=== Document ===

The whips and chain industry.
Balmer: Sir, there is a new threat facing us, Open Source.
Gates: No bother, we'll just rip off what they do and when they sue us we'll buy the company.
Balmer: It doesn't work that way. They're busy trying to emulate the look and feel of Windows. They're ripping us off.
Gates: Then we'll sue them.
Balmer: There's no company to sue.
Gates: If we can't buy them or sue them, what are we supposed to do? Let's go after the programmers. Surely we can pay them more than they're making right now.
Balmer: They're not making anything right now.
Gates: What? Preposterous! Anything worth doing is worth doing for money. What could possibly motivate them?
Balmer: Love and the respect of their peers. I assure you I am as baffled as you are.
Most of this stuff was done as a hobby, for bragging rights. It's like any other kind of hobby people get involved in. People were surfing and rock climbing and flying model airplanes long before there was any sort of sponsorship involved and sponsorships were basically from companies looking to cash in from association with the hobby, either trying to become a lifestyle brand like soda companies aligning themselves with extreeeeeeeeeme! sports or actual suppliers of the equipment wanting to get their name out amongst the participating amateurs.
The mistake these people are making is assuming that what motivates them motivates others. Usually it happens the other way around, people doing it for the love getting disillusioned by those doing it for the money so it's always nice to see it go the other way around for a change.
Kwisatz Haderach
Sell the spice to CHOAM
This Mahdi took Shaddam's Throne
I always figured it was about spreading malware. People who are willing to download software from unknown sources on the Internet seem like easy targets to me. Install pirate Diablo II, get a free keylogger!

=== Dataset extract ===

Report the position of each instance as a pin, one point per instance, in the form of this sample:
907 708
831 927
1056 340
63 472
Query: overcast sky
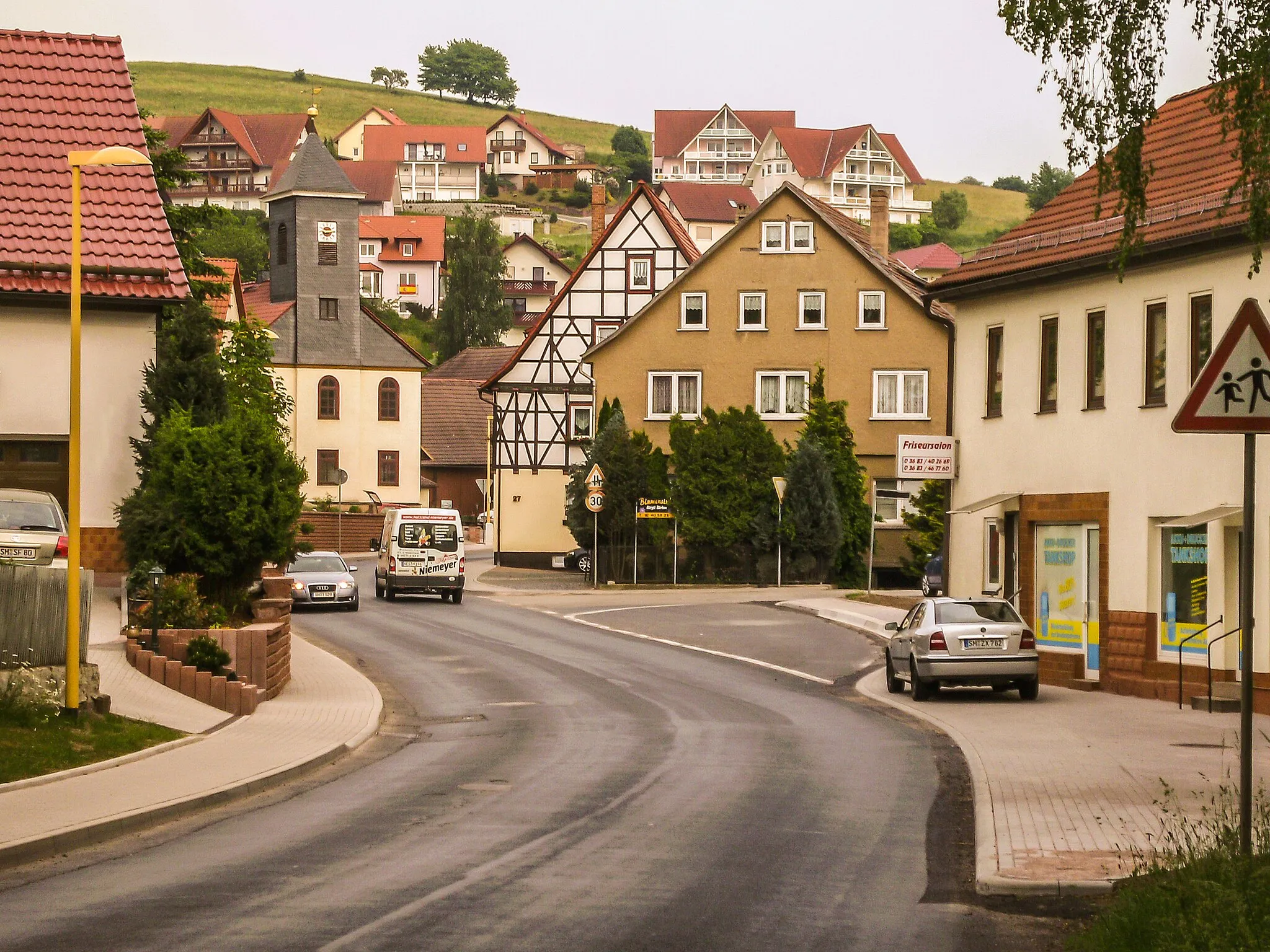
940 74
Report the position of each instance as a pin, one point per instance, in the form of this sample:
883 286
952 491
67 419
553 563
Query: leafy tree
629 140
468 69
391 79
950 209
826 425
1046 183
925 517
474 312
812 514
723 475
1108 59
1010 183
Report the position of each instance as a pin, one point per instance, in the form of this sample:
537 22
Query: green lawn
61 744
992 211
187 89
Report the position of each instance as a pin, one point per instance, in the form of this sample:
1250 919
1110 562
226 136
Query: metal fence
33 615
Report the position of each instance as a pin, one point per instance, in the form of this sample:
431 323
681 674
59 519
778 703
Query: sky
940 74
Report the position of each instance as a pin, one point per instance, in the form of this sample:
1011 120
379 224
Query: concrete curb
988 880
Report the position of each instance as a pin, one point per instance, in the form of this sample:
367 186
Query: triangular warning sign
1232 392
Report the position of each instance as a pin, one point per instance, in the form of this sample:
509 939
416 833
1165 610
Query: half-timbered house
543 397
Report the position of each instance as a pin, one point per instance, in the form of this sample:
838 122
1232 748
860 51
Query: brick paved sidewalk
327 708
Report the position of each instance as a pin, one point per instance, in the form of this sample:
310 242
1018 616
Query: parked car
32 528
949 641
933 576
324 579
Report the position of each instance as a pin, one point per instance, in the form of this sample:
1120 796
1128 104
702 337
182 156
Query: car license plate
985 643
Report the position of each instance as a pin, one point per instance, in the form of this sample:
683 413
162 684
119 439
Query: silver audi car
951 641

===
=== Dataset extract ===

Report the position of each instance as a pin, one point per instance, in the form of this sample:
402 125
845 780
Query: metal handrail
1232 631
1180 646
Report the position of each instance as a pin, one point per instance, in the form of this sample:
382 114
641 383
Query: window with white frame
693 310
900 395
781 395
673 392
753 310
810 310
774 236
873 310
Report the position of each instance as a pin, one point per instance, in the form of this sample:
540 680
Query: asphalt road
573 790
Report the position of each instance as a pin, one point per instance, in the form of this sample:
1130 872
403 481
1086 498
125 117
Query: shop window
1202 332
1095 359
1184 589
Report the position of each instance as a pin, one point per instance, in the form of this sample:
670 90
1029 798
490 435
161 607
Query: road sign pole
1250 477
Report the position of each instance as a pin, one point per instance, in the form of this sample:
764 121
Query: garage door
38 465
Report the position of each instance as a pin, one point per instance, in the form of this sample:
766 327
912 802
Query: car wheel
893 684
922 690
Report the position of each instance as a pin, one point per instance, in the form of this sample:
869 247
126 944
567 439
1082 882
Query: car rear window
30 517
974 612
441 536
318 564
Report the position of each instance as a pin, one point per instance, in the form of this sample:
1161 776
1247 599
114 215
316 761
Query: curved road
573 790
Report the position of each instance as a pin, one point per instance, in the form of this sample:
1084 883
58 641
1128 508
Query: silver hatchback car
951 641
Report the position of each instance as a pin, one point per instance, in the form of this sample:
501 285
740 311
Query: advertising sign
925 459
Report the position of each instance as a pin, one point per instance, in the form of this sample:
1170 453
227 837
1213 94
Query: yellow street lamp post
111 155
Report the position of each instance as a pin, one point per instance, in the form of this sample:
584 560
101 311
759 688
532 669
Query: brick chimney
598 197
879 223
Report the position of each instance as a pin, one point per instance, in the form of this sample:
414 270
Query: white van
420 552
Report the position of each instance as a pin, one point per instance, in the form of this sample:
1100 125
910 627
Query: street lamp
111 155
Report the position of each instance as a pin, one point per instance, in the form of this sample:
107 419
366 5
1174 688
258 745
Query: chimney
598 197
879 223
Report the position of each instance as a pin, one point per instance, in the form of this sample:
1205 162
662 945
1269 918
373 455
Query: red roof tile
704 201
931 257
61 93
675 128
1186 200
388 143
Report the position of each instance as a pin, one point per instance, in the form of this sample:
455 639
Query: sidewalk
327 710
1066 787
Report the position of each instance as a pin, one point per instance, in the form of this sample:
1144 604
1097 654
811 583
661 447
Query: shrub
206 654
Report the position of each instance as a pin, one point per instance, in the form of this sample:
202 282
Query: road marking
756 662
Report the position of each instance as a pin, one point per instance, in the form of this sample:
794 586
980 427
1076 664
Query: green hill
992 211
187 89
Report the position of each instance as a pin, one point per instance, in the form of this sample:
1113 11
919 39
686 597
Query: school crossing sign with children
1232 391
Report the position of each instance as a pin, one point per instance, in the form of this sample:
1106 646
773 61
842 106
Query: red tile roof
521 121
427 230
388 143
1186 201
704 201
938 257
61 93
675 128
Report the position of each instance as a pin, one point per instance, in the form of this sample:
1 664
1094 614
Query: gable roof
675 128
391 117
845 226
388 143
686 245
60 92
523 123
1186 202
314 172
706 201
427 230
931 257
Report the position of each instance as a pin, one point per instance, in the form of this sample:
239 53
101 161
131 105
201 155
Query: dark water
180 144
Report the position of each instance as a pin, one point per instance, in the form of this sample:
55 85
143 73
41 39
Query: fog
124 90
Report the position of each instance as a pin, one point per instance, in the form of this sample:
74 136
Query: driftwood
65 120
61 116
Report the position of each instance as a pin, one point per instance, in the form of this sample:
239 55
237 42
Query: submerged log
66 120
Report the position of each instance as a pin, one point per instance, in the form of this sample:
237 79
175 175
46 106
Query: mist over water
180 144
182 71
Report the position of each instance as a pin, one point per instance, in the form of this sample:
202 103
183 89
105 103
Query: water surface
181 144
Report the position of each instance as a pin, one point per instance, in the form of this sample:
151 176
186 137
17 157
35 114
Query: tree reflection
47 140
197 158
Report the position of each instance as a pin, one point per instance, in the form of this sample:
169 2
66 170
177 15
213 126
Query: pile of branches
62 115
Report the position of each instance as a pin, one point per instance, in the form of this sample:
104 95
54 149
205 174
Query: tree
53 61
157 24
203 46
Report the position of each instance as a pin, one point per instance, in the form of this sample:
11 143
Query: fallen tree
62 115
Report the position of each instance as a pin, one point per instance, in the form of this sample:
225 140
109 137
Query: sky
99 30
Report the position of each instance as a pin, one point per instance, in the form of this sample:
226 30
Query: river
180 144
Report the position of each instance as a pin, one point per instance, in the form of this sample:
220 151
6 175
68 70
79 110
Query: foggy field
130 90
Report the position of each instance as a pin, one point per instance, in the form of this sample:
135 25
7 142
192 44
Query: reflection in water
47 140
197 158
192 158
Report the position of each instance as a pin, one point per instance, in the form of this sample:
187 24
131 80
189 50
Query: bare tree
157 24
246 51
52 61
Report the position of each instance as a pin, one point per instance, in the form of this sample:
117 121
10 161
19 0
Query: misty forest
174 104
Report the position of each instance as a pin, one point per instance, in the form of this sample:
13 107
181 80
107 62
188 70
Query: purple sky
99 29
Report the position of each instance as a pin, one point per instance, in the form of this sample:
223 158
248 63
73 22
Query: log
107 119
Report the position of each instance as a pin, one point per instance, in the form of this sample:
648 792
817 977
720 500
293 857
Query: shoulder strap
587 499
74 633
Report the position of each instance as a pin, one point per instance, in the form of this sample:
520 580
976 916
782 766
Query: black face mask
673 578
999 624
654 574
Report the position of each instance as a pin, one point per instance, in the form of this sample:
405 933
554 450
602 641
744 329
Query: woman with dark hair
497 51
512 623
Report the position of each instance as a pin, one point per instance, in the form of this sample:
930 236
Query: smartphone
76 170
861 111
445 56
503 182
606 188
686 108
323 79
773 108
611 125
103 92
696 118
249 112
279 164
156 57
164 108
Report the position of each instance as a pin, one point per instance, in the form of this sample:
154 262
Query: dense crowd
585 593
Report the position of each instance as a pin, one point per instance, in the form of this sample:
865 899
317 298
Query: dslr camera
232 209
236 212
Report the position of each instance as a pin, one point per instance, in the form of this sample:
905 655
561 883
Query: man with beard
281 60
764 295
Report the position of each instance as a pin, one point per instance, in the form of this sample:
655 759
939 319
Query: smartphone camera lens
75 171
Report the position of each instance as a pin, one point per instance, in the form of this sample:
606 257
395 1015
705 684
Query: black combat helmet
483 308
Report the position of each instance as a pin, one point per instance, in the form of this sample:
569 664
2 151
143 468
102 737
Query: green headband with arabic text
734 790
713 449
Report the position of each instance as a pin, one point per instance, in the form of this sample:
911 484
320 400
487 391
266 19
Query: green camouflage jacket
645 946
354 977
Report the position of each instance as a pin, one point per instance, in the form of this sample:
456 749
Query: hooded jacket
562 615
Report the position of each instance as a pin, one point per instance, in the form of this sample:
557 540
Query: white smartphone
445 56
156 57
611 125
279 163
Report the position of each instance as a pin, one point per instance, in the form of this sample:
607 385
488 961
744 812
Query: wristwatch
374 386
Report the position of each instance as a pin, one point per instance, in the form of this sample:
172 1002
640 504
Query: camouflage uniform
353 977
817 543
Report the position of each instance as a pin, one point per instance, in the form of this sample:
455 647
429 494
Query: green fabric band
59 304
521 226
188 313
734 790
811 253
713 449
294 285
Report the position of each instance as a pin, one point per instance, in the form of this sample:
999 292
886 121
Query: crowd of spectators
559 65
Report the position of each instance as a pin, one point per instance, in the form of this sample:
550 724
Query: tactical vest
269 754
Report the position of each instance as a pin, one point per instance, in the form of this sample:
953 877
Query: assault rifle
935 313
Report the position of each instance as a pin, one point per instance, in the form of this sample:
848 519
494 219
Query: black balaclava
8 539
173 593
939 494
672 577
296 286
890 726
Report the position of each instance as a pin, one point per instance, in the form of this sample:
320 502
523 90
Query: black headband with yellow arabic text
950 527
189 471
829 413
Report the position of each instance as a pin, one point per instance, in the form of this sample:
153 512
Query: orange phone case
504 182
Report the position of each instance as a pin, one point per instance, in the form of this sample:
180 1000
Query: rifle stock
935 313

===

■ **Task goal**: Condense the paragraph beginning "Most of this stuff was done as a hobby" in the open-source discussion above into a short bulleted list that keeps its main points.

■ **Result**:
- Most of this work was done as a hobby, for bragging rights, like any other hobby.
- People surfed, rock climbed, and flew model airplanes long before any sponsorship existed.
- Sponsors were mainly companies seeking to profit from association with the hobby.
- Some wanted to become lifestyle brands, like soda companies tying themselves to extreme sports.
- Others were equipment suppliers wanting their name known among amateur participants.